> [引用原文]:
这行代码,通过while循环取得%出现的位置然后在解析成一个FormatToken对象,然后跳到一个符合条件必然会调用的方法

CharSequence substitution = transform(token, argument);

那么这行代码发生了什么,我们接着看

 private CharSequence transform(FormatToken token, Object argument) {
        this.formatToken = token;
        this.arg = argument;

        // There are only two format specifiers that matter: "%d" and "%s".
        // Nothing else is common in the wild. We fast-path these two to
        // avoid the heavyweight machinery needed to cope with flags, width,
        // and precision.
        if (token.isDefault()) {
            switch (token.getConversionType()) {
            case 's':
                if (arg == null) {
                    return "null";
                } else if (!(arg instanceof Formattable)) {
                    return arg.toString();
                }
                break;
            case 'd':
                boolean needLocalizedDigits = (localeData.zeroDigit != '0');
                if (out instanceof StringBuilder && !needLocalizedDigits) {
                    if (arg instanceof Integer || arg instanceof Short || arg instanceof Byte) {
                        IntegralToString.appendInt((StringBuilder) out, ((Number) arg).intValue());
                        return null;
                    } else if (arg instanceof Long) {
                        IntegralToString.appendLong((StringBuilder) out, ((Long) arg).longValue());
                        return null;
                    }
                }
                if (arg instanceof Integer || arg instanceof Long || arg instanceof Short || arg instanceof Byte) {
                    String result = arg.toString();
                    return needLocalizedDigits ? localizeDigits(result) : result;
                }
            }
        }

        formatToken.checkFlags(arg);
        CharSequence result;
        switch (token.getConversionType()) {
        case 'B': case 'b':
            result = transformFromBoolean();
            break;
        case 'H': case 'h':
            result = transformFromHashCode();
            break;
        case 'S': case 's':
            result = transformFromString();
            break;
        case 'C': case 'c':
            result = transformFromCharacter();
            break;
        case 'd': case 'o': case 'x': case 'X':
            if (arg == null || arg instanceof BigInteger) {
                result = transformFromBigInteger();
            } else {
                result = transformFromInteger();
            }
            break;
        case 'A': case 'a': case 'E': case 'e': case 'f': case 'G': case 'g':
            result = transformFromFloat();
            break;
        case '%':
            result = transformFromPercent();
            break;
        case 'n':
            result = System.lineSeparator();
            break;
        case 't': case 'T':
            result = transformFromDateTime();
            break;
        default:
            throw token.unknownFormatConversionException();
        }

        if (Character.isUpperCase(token.getConversionType())) {
            if (result != null) {
                result = result.toString().toUpperCase(locale);
            }
        }
        return result;
    }

至此,String.format()我的理解就是更加可视化一些基本类型的拼接,比起StringBuilder的执行效率是鞭长莫及,相当与建立在StringBuilder上一个封装版。打个比方,就像ListVew大家都会继承BaseAdapter实现灵活的扩展而一般不经常去使用SimpleAdapter以及ArrayAdapter。

> [给定题目]:
请接着上面这篇分析 String.format() 源码的文章往下续写。

> [给定材料]:
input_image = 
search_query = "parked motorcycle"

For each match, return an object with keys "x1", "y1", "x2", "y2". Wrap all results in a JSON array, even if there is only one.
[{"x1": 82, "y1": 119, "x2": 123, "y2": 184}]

> [书面作答]:
0x02 split 的疑惑

有的时候接口某些参数用的是特殊符号拼接,取值的时候解析起来数组的长度又是如何呢,为了以后少些冤枉的判断,这里也做了测试做记录

拿冒号为例子

        String str1 = "test";
        String str2 = "test:";
        String str3 = ":test";
        String str4 = "te:st";
        String[] s1 = str1.split(":");
        String[] s2 = str2.split(":");
        String[] s3 = str3.split(":");
        String[] s4 = str4.split(":");

分割结果

可以看到首位和末位有分割字符的时候结果长度竟然不一致(;¬_¬),当用

str2.split(“:”,2);

也就是限制长度的时候
分割结果

坑爹

一路追踪到源码发现了这个情况

public static String[] fastSplit(String re, String input, int limit) {
        // Can we do it cheaply?
        int len = re.length();
        if (len == 0) {
            return null;
        }
        char ch = re.charAt(0);
        if (len == 1 && METACHARACTERS.indexOf(ch) == -1) {
            // We're looking for a single non-metacharacter. Easy.
        } else if (len == 2 && ch == '\\') {
            // We're looking for a quoted character.
            // Quoted metacharacters are effectively single non-metacharacters.
            ch = re.charAt(1);
            if (METACHARACTERS.indexOf(ch) == -1) {
                return null;
            }
        } else {
            return null;
        }

        // We can do this cheaply...

        // Unlike Perl, which considers the result of splitting the empty string to be the empty
        // array, Java returns an array containing the empty string.
        if (input.isEmpty()) {
            return new String[] { "" };
        }

        // Count separators
        int separatorCount = 0;
        int begin = 0;
        int end;
        while (separatorCount + 1 != limit && (end = input.indexOf(ch, begin)) != -1) {
            ++separatorCount;
            begin = end + 1;
        }
        int lastPartEnd = input.length();
        if (limit == 0 && begin == lastPartEnd) {
            // Last part is empty for limit == 0, remove all trailing empty matches.
            if (separatorCount == lastPartEnd) {
                // Input contains only separators.
                return EmptyArray.STRING;
            }
            // Find the beginning of trailing separators.
            do {
                --begin;
            } while (input.charAt(begin - 1) == ch);
            // Reduce separatorCount and fix lastPartEnd.
            separatorCount -= input.length() - begin;
            lastPartEnd = begin;
        }

        // Collect the result parts.
        String[] result = new String[separatorCount + 1];
        begin = 0;
        for (int i = 0; i != separatorCount; ++i) {
            end = input.indexOf(ch, begin);
            result[i] = input.substring(begin, end);
            begin = end + 1;
        }
        // Add last part.
        result[separatorCount] = input.substring(begin, lastPartEnd);
        return result;
    }

在这个地方

while (separatorCount + 1 != limit && (end = input.indexOf(ch, begin)) != -1) {
            ++separatorCount;
            begin = end + 1;
        }

当 reg 为test: 时,执行split(“:”),默认limit为0,会执行一次如上循环。

separatorCount 变成1
end 变成4
begin 变成 5
接着符合条件执行了如下方法

 if (limit == 0 && begin == lastPartEnd) {
            // Last part is empty for limit == 0, remove all trailing empty matches.
            if (separatorCount == lastPartEnd) {
                // Input contains only separators.
                return EmptyArray.STRING;
            }
            // Find the beginning of trailing separators.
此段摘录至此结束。